GIVEN REQUEST :: Edit the items below by replacing "one point per instance" with "one point per object" wherever it occurs, changing nothing else.

Labeled point items ::
______________________________
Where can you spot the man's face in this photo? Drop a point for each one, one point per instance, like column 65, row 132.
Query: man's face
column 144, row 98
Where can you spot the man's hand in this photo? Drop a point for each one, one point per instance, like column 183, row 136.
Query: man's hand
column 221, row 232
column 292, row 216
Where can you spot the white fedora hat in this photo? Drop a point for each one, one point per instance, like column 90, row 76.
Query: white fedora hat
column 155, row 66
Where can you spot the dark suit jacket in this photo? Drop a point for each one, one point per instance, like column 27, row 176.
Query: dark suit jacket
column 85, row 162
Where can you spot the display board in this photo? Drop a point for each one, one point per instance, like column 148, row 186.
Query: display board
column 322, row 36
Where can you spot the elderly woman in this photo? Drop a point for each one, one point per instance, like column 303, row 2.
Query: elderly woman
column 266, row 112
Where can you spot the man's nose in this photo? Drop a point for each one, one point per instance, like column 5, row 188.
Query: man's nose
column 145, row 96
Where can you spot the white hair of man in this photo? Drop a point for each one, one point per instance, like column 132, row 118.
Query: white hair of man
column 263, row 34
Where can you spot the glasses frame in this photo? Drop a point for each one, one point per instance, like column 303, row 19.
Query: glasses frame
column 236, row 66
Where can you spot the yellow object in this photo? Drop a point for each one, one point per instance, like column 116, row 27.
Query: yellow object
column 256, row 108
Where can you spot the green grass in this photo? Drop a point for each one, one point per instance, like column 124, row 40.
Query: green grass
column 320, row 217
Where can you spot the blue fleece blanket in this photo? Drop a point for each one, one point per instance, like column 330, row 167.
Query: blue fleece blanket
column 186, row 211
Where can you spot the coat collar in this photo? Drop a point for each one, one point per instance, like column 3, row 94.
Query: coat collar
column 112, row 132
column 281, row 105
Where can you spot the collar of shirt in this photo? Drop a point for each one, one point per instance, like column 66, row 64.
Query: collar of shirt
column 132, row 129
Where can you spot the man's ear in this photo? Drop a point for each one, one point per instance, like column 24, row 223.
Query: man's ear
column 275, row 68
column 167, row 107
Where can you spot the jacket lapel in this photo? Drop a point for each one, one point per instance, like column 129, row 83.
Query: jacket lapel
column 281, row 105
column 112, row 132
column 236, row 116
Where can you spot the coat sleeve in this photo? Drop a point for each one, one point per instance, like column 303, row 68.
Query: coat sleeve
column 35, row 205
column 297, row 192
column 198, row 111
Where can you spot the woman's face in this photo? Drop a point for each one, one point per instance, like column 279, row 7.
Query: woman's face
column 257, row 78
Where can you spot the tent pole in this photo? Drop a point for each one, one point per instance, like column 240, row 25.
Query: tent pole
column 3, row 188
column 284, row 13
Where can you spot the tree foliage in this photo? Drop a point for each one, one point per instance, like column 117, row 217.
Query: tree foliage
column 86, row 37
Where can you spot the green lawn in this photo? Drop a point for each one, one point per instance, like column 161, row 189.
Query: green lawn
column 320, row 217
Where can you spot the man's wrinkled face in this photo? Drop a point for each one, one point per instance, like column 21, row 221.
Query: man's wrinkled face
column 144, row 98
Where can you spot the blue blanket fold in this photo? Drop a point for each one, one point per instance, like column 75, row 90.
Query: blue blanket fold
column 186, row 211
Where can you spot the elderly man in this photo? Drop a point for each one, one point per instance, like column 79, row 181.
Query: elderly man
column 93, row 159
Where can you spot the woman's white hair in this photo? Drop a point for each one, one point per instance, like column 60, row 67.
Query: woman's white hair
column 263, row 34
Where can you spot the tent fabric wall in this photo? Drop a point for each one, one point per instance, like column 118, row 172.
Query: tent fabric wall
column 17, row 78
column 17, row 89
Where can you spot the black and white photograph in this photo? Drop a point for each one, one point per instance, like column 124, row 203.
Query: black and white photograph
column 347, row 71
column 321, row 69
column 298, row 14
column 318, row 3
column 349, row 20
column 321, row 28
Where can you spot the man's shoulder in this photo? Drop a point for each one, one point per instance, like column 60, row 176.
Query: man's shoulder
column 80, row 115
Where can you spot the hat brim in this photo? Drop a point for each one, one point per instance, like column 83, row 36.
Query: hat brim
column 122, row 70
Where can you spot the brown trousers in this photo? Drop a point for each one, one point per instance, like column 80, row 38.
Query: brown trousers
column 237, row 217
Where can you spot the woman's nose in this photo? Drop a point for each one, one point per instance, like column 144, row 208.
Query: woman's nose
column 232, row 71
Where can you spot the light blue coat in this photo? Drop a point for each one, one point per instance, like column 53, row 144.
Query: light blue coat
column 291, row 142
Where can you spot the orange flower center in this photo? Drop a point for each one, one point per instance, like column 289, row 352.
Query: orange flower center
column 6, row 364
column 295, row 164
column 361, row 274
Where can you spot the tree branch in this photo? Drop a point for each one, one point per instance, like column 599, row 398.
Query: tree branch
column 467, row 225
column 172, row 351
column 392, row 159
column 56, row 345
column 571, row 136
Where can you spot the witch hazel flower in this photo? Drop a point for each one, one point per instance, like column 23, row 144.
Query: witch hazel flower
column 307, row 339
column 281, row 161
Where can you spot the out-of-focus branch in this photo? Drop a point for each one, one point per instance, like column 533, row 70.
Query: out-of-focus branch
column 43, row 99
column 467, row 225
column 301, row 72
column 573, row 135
______________________________
THE ANSWER ::
Where can you spot the man's face in this photo? Drop a point for each one, one point per object, like column 65, row 132.
Query: man's face
column 144, row 98
Where can you spot the man's hand in this photo? Drop a point for each one, one point per object, like column 183, row 136.
Query: man's hand
column 221, row 232
column 292, row 216
Where can you spot the white fedora hat in this photo? Drop a point for each one, one point per object, like column 90, row 76.
Query: white fedora hat
column 155, row 66
Where can you spot the dark suit jacket in this photo? Drop a point for each one, one point per object, like column 27, row 176.
Query: dark suit jacket
column 85, row 162
Where can you spot the display board in this photo? Drop a point for each one, one point per object, like column 148, row 186.
Query: display board
column 322, row 36
Where can you spot the elderly woman in this photo? Drop a point for each one, one point per object, like column 303, row 2.
Query: elderly woman
column 266, row 112
Where can you spot the man's nose in this photo? Drop a point for each one, one point per object, like column 5, row 188.
Query: man's nose
column 145, row 96
Where can you spot the white hair of man in this photo? Drop a point for each one, one point per object, like column 132, row 118.
Query: white hair of man
column 263, row 34
Where can you spot the glasses frame in this photo? Drop a point for each one, one point per object, like column 303, row 19.
Query: glasses frame
column 236, row 66
Where can you spot the yellow object in this photo? Drop a point for each one, one point per object, like column 116, row 27.
Query: yellow object
column 256, row 108
Where can you spot the green grass in this photo? Drop a point for each one, one point per object, like column 124, row 40.
Query: green grass
column 320, row 217
Where can you spot the blue fleece blanket in this photo? Drop a point for each one, one point per object, like column 330, row 167.
Query: blue fleece blanket
column 186, row 211
Where can you spot the coat collar in this photo? Drop a point for each one, one point per object, like column 3, row 94.
Query: coat collar
column 112, row 132
column 281, row 105
Where can you spot the collar of shirt in this photo? Drop a point for each one, one point per object, like column 66, row 64.
Query: collar of shirt
column 132, row 129
Where can you spot the man's ear in this photo? Drop a point for each one, one point per object, like column 24, row 223.
Query: man's ear
column 275, row 68
column 167, row 107
Where can you spot the jacket lapel in this photo? Drop a point for each one, one point per object, like column 129, row 83.
Query: jacket lapel
column 281, row 105
column 112, row 132
column 236, row 116
Where can you spot the coat sleeve in this photo? Drop a point for each one, one point per object, like column 303, row 68.
Query: coat sleeve
column 35, row 205
column 297, row 192
column 198, row 111
Where can you spot the woman's face in this photo? Drop a point for each one, one point per object, like column 279, row 7.
Query: woman's face
column 257, row 78
Where can you spot the tent pole in this photo? Drop a point for each one, one point per object, like column 240, row 25.
Query: tent pole
column 3, row 188
column 284, row 13
Where can you spot the tree foliage in this photo? Drop a point for each one, one point per object, like column 117, row 217.
Query: tree foliage
column 86, row 37
Where can you spot the green lawn in this photo? Drop a point for each one, one point per object, like column 161, row 189.
Query: green lawn
column 320, row 217
Where can you spot the man's wrinkled face in this photo? Drop a point for each one, one point per object, like column 21, row 221.
Query: man's wrinkled face
column 144, row 98
Where can you spot the blue blanket fold in this photo? Drop a point for each one, one point per object, like column 75, row 90.
Query: blue blanket fold
column 186, row 211
Where can you spot the elderly man in this photo? Drop a point for each one, one point per object, like column 79, row 181.
Query: elderly man
column 93, row 159
Where can you spot the woman's white hair in this photo? Drop a point for each one, one point per object, like column 60, row 67.
Query: woman's white hair
column 263, row 34
Where can you spot the tent fabric wall in this photo? Drop a point for each one, one point per object, like column 118, row 172.
Query: tent fabric wall
column 17, row 78
column 17, row 89
Where can you spot the black and white photograph in this photo? Drop a point for each one, one point per object, like column 124, row 203.
Query: black and white photograph
column 347, row 71
column 321, row 69
column 298, row 14
column 318, row 3
column 349, row 20
column 321, row 28
Where can you spot the man's shoulder in this photo? Drop a point for each one, one point per object, like column 60, row 176.
Query: man's shoulder
column 80, row 115
Where can you spot the hat brim in this photo? Drop a point for each one, one point per object, like column 83, row 36.
Query: hat brim
column 122, row 70
Where can you spot the brown trousers in this photo? Drop a point for each one, one point per object, like column 80, row 38.
Query: brown trousers
column 237, row 217
Where can you spot the woman's nose in this photo? Drop a point for each one, one point per object, like column 144, row 208.
Query: woman's nose
column 232, row 71
Where can you spot the light blue coat in this photo? Drop a point for each one, one point per object, like column 53, row 144.
Query: light blue coat
column 291, row 142
Where can you spot the orange flower center in this photo? Drop a point for each one, one point per object, like column 289, row 352.
Query: orange flower center
column 6, row 364
column 295, row 164
column 361, row 274
Where can you spot the tree branch in this photo? Drop a point for each one, one point per object, like column 599, row 398.
Query: tree branch
column 467, row 225
column 172, row 351
column 392, row 159
column 56, row 345
column 571, row 136
Where can you spot the witch hazel flower in this photo? Drop a point for each one, one point per object, like column 23, row 144.
Query: witch hazel flower
column 307, row 339
column 281, row 161
Where can you spot the out-of-focus branch in this photo? Drop a point for each one, one point per object, like column 533, row 70.
Query: out-of-focus branch
column 43, row 99
column 467, row 225
column 301, row 72
column 573, row 135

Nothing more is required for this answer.